» **ABOUT THIS TASK**:
Every entry is to be copied exactly as written, and the pictures are to be skipped.

» **SOURCE DATA**:
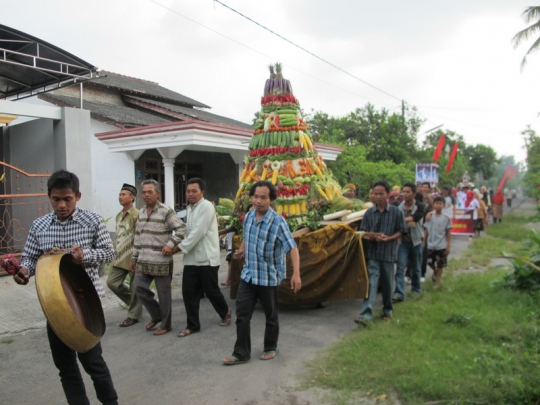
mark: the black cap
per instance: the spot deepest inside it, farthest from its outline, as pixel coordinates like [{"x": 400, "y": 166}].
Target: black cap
[{"x": 130, "y": 188}]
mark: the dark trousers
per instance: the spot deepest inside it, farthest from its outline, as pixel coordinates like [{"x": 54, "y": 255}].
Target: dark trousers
[
  {"x": 65, "y": 360},
  {"x": 245, "y": 305},
  {"x": 157, "y": 310},
  {"x": 197, "y": 280},
  {"x": 424, "y": 261}
]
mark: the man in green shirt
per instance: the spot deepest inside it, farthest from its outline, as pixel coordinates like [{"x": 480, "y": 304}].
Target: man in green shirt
[{"x": 126, "y": 220}]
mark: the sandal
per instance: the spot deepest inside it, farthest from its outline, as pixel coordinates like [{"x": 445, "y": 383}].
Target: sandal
[
  {"x": 227, "y": 320},
  {"x": 187, "y": 332},
  {"x": 160, "y": 331},
  {"x": 273, "y": 354},
  {"x": 233, "y": 360},
  {"x": 128, "y": 322},
  {"x": 152, "y": 324}
]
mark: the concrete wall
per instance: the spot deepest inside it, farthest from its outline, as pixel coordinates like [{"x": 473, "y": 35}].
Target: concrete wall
[{"x": 109, "y": 171}]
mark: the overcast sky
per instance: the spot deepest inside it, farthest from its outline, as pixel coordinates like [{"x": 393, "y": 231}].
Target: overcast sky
[{"x": 453, "y": 60}]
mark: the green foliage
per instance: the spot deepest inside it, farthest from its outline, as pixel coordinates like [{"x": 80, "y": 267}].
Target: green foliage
[
  {"x": 526, "y": 274},
  {"x": 353, "y": 166},
  {"x": 386, "y": 137},
  {"x": 532, "y": 177},
  {"x": 468, "y": 342}
]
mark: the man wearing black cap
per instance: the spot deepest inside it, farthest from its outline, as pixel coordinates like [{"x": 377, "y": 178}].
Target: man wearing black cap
[{"x": 126, "y": 220}]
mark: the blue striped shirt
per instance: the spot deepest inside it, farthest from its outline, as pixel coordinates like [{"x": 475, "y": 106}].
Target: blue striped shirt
[
  {"x": 266, "y": 243},
  {"x": 389, "y": 222}
]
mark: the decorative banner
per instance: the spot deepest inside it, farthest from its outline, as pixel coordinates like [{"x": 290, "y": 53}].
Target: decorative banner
[
  {"x": 427, "y": 172},
  {"x": 463, "y": 224},
  {"x": 501, "y": 184},
  {"x": 438, "y": 149},
  {"x": 452, "y": 157}
]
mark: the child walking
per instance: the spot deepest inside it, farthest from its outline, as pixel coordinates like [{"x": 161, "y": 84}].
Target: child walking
[{"x": 438, "y": 236}]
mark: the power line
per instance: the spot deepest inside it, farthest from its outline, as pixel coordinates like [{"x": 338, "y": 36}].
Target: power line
[{"x": 307, "y": 51}]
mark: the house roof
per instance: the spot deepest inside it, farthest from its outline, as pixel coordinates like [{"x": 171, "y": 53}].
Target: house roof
[
  {"x": 191, "y": 113},
  {"x": 29, "y": 65},
  {"x": 118, "y": 115},
  {"x": 144, "y": 88}
]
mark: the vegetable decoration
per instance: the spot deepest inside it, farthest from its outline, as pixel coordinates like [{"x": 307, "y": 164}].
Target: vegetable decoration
[{"x": 282, "y": 151}]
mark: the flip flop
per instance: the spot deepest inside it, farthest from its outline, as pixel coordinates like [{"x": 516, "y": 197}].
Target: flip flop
[
  {"x": 188, "y": 332},
  {"x": 233, "y": 360},
  {"x": 128, "y": 322},
  {"x": 160, "y": 331},
  {"x": 152, "y": 324},
  {"x": 274, "y": 352}
]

» **ANSWER BOX**:
mark: the black cap
per instance: the spot deepest inside it, farthest from its outline, as pixel coordinates like [{"x": 400, "y": 166}].
Target: black cap
[{"x": 130, "y": 188}]
mark: the dark trousers
per instance: the spot deepest inside it, farthest from its outline, as pixel coordinates like [{"x": 54, "y": 255}].
Target: dark trousers
[
  {"x": 65, "y": 360},
  {"x": 245, "y": 305},
  {"x": 157, "y": 310},
  {"x": 197, "y": 280},
  {"x": 424, "y": 261}
]
mark: the man in green shirt
per instance: the spot deepest inside it, farthest from its outline, as pixel coordinates like [{"x": 480, "y": 304}].
Target: man in green shirt
[{"x": 126, "y": 220}]
mark: the sandal
per instance: the spot deepest inside it, farthest from its outline, as pixel coordinates like [{"x": 445, "y": 383}].
Target: sandal
[
  {"x": 227, "y": 320},
  {"x": 187, "y": 332},
  {"x": 160, "y": 331},
  {"x": 273, "y": 354},
  {"x": 233, "y": 360},
  {"x": 128, "y": 322},
  {"x": 152, "y": 324}
]
mark: the concrete wall
per instance: the spot deepest inside it, farthest from its outline, as pixel coordinates like [{"x": 473, "y": 35}].
Target: concrete wall
[{"x": 109, "y": 171}]
mark: the overcast sky
per instance: the spot deepest inside it, farthest from its outline, as pixel coordinates like [{"x": 393, "y": 231}].
Target: overcast sky
[{"x": 453, "y": 60}]
mark: the green foliage
per instance: the spot deepest inside it, farthest from its outline, as pixel coordinates like [{"x": 80, "y": 267}].
Target: green foliage
[
  {"x": 526, "y": 274},
  {"x": 353, "y": 166},
  {"x": 386, "y": 137},
  {"x": 532, "y": 177},
  {"x": 468, "y": 342}
]
mark: the man wearing black cap
per instance: the spot deepest inside it, farthest from its outline, as pixel coordinates like [{"x": 377, "y": 178}].
Target: man wearing black cap
[{"x": 126, "y": 220}]
mark: the blue striped shirt
per instance: the spot deepest inside it, farthest from its outline, as pixel coordinates like [{"x": 475, "y": 106}].
Target: blue striped shirt
[
  {"x": 266, "y": 243},
  {"x": 389, "y": 222}
]
mark: the decorative banner
per instance: the spot deepest inside it, farthest from its outline, as pixel coordinates like [{"x": 290, "y": 53}].
Target: decorative banner
[
  {"x": 427, "y": 172},
  {"x": 463, "y": 224},
  {"x": 501, "y": 184},
  {"x": 438, "y": 149},
  {"x": 452, "y": 157}
]
mark: the child walking
per instance: the spot deepest inside it, farthest from its outline, as pixel coordinates like [{"x": 161, "y": 84}].
Target: child walking
[{"x": 438, "y": 236}]
mark: the power line
per instance: the spot deepest inside it, farthest from its outline, as pixel coordinates like [{"x": 338, "y": 36}].
Target: power line
[{"x": 307, "y": 51}]
mark: the house roof
per instance: the spot deepest inside it, farthest from its outline, as pixel coordinates like [{"x": 171, "y": 53}].
Target: house roof
[
  {"x": 191, "y": 113},
  {"x": 29, "y": 65},
  {"x": 118, "y": 115},
  {"x": 144, "y": 88}
]
mark: the vegetable decoration
per instance: the spot deepest inside it, farthest from its outline, as pixel coordinates like [{"x": 307, "y": 164}].
Target: vegetable decoration
[{"x": 282, "y": 151}]
mark: the flip flop
per instance: the spot deepest inside it, farthest from its outline, as pixel coordinates like [{"x": 516, "y": 197}].
Target: flip flop
[
  {"x": 188, "y": 332},
  {"x": 233, "y": 360},
  {"x": 128, "y": 322},
  {"x": 160, "y": 331},
  {"x": 152, "y": 324},
  {"x": 274, "y": 352}
]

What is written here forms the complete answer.